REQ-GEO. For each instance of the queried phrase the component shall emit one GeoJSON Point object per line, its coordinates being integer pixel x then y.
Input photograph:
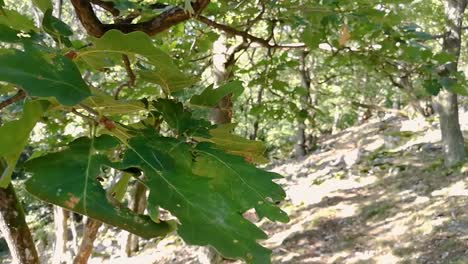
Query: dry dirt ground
{"type": "Point", "coordinates": [375, 193]}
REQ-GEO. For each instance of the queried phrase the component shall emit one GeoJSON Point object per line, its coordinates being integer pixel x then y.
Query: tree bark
{"type": "Point", "coordinates": [86, 247]}
{"type": "Point", "coordinates": [61, 234]}
{"type": "Point", "coordinates": [300, 148]}
{"type": "Point", "coordinates": [14, 228]}
{"type": "Point", "coordinates": [446, 103]}
{"type": "Point", "coordinates": [222, 113]}
{"type": "Point", "coordinates": [130, 241]}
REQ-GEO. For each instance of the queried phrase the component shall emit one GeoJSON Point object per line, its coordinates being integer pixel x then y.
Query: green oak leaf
{"type": "Point", "coordinates": [180, 119]}
{"type": "Point", "coordinates": [56, 28]}
{"type": "Point", "coordinates": [107, 105]}
{"type": "Point", "coordinates": [206, 216]}
{"type": "Point", "coordinates": [115, 43]}
{"type": "Point", "coordinates": [69, 179]}
{"type": "Point", "coordinates": [223, 138]}
{"type": "Point", "coordinates": [43, 5]}
{"type": "Point", "coordinates": [56, 77]}
{"type": "Point", "coordinates": [255, 188]}
{"type": "Point", "coordinates": [14, 136]}
{"type": "Point", "coordinates": [17, 21]}
{"type": "Point", "coordinates": [210, 96]}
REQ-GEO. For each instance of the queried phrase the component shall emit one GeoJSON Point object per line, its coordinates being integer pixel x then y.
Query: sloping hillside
{"type": "Point", "coordinates": [374, 193]}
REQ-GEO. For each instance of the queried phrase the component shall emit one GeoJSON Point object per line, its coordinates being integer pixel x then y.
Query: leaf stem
{"type": "Point", "coordinates": [18, 96]}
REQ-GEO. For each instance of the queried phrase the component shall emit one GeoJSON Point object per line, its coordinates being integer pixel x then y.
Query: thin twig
{"type": "Point", "coordinates": [18, 96]}
{"type": "Point", "coordinates": [131, 77]}
{"type": "Point", "coordinates": [262, 42]}
{"type": "Point", "coordinates": [85, 117]}
{"type": "Point", "coordinates": [89, 109]}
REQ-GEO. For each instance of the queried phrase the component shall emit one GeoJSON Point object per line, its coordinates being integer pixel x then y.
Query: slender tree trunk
{"type": "Point", "coordinates": [300, 148]}
{"type": "Point", "coordinates": [130, 241]}
{"type": "Point", "coordinates": [61, 234]}
{"type": "Point", "coordinates": [86, 247]}
{"type": "Point", "coordinates": [14, 228]}
{"type": "Point", "coordinates": [414, 101]}
{"type": "Point", "coordinates": [256, 124]}
{"type": "Point", "coordinates": [446, 103]}
{"type": "Point", "coordinates": [222, 113]}
{"type": "Point", "coordinates": [74, 233]}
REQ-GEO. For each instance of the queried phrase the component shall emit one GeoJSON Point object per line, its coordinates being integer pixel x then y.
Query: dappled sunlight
{"type": "Point", "coordinates": [456, 189]}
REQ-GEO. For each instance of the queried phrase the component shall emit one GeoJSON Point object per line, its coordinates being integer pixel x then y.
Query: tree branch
{"type": "Point", "coordinates": [157, 24]}
{"type": "Point", "coordinates": [131, 77]}
{"type": "Point", "coordinates": [262, 42]}
{"type": "Point", "coordinates": [18, 96]}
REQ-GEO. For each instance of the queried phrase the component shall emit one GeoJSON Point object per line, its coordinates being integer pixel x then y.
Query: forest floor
{"type": "Point", "coordinates": [374, 193]}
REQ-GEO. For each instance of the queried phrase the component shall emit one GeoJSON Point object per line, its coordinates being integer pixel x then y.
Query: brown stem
{"type": "Point", "coordinates": [262, 42]}
{"type": "Point", "coordinates": [157, 24]}
{"type": "Point", "coordinates": [89, 236]}
{"type": "Point", "coordinates": [14, 228]}
{"type": "Point", "coordinates": [18, 96]}
{"type": "Point", "coordinates": [131, 77]}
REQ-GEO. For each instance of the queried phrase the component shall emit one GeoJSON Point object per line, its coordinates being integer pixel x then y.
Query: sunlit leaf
{"type": "Point", "coordinates": [57, 78]}
{"type": "Point", "coordinates": [211, 96]}
{"type": "Point", "coordinates": [206, 216]}
{"type": "Point", "coordinates": [115, 43]}
{"type": "Point", "coordinates": [14, 136]}
{"type": "Point", "coordinates": [69, 179]}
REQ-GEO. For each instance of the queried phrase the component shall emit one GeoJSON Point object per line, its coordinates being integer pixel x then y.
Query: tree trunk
{"type": "Point", "coordinates": [300, 148]}
{"type": "Point", "coordinates": [14, 228]}
{"type": "Point", "coordinates": [256, 124]}
{"type": "Point", "coordinates": [74, 233]}
{"type": "Point", "coordinates": [86, 247]}
{"type": "Point", "coordinates": [130, 241]}
{"type": "Point", "coordinates": [61, 235]}
{"type": "Point", "coordinates": [222, 113]}
{"type": "Point", "coordinates": [446, 103]}
{"type": "Point", "coordinates": [414, 101]}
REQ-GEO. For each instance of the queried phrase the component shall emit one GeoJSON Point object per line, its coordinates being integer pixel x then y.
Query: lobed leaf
{"type": "Point", "coordinates": [69, 179]}
{"type": "Point", "coordinates": [56, 77]}
{"type": "Point", "coordinates": [115, 43]}
{"type": "Point", "coordinates": [14, 136]}
{"type": "Point", "coordinates": [207, 215]}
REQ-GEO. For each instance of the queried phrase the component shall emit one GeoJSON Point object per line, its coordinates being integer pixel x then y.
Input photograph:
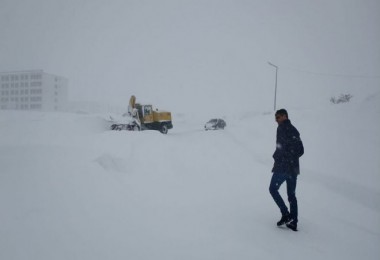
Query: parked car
{"type": "Point", "coordinates": [215, 124]}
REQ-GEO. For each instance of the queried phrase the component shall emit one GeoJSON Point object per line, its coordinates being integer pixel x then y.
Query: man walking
{"type": "Point", "coordinates": [289, 148]}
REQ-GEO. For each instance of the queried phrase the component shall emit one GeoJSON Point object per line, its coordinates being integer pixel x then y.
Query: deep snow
{"type": "Point", "coordinates": [72, 189]}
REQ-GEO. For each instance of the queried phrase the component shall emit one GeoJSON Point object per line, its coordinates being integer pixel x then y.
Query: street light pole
{"type": "Point", "coordinates": [275, 86]}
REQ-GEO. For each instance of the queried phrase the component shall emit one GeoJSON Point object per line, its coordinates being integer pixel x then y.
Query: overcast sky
{"type": "Point", "coordinates": [211, 54]}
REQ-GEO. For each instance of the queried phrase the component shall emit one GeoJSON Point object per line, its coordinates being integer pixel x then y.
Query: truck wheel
{"type": "Point", "coordinates": [164, 129]}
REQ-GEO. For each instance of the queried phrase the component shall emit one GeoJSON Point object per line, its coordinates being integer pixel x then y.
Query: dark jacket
{"type": "Point", "coordinates": [289, 149]}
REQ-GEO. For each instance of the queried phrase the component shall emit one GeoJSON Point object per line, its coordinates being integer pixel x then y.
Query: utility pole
{"type": "Point", "coordinates": [275, 86]}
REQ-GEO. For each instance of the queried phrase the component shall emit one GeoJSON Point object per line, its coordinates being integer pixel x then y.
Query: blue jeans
{"type": "Point", "coordinates": [291, 183]}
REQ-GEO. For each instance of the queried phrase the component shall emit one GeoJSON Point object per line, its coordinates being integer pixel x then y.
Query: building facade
{"type": "Point", "coordinates": [33, 90]}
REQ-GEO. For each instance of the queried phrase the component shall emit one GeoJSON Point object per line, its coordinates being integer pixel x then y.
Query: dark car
{"type": "Point", "coordinates": [215, 124]}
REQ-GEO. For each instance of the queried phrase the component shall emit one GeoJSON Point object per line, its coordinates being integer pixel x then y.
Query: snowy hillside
{"type": "Point", "coordinates": [72, 189]}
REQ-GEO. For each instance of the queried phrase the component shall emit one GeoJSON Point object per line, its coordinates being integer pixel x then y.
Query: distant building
{"type": "Point", "coordinates": [32, 90]}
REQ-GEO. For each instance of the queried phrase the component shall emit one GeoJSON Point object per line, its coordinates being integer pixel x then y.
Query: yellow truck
{"type": "Point", "coordinates": [144, 117]}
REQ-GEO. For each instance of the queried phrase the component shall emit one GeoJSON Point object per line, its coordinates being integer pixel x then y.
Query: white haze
{"type": "Point", "coordinates": [72, 189]}
{"type": "Point", "coordinates": [201, 56]}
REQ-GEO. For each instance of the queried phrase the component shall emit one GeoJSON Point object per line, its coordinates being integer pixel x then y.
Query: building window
{"type": "Point", "coordinates": [35, 106]}
{"type": "Point", "coordinates": [36, 84]}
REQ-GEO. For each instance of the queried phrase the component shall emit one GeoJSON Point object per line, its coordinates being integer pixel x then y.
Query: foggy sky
{"type": "Point", "coordinates": [211, 54]}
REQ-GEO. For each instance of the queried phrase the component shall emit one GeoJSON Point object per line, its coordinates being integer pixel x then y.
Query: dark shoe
{"type": "Point", "coordinates": [284, 219]}
{"type": "Point", "coordinates": [292, 225]}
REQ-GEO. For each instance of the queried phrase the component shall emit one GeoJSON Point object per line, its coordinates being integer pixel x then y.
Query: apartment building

# What is expected
Please locate each line of the material above that contains the word "trunk" and copy those lines in full. Uppercase and lowercase count as different.

# Response
Query: slender tree trunk
Query: tree trunk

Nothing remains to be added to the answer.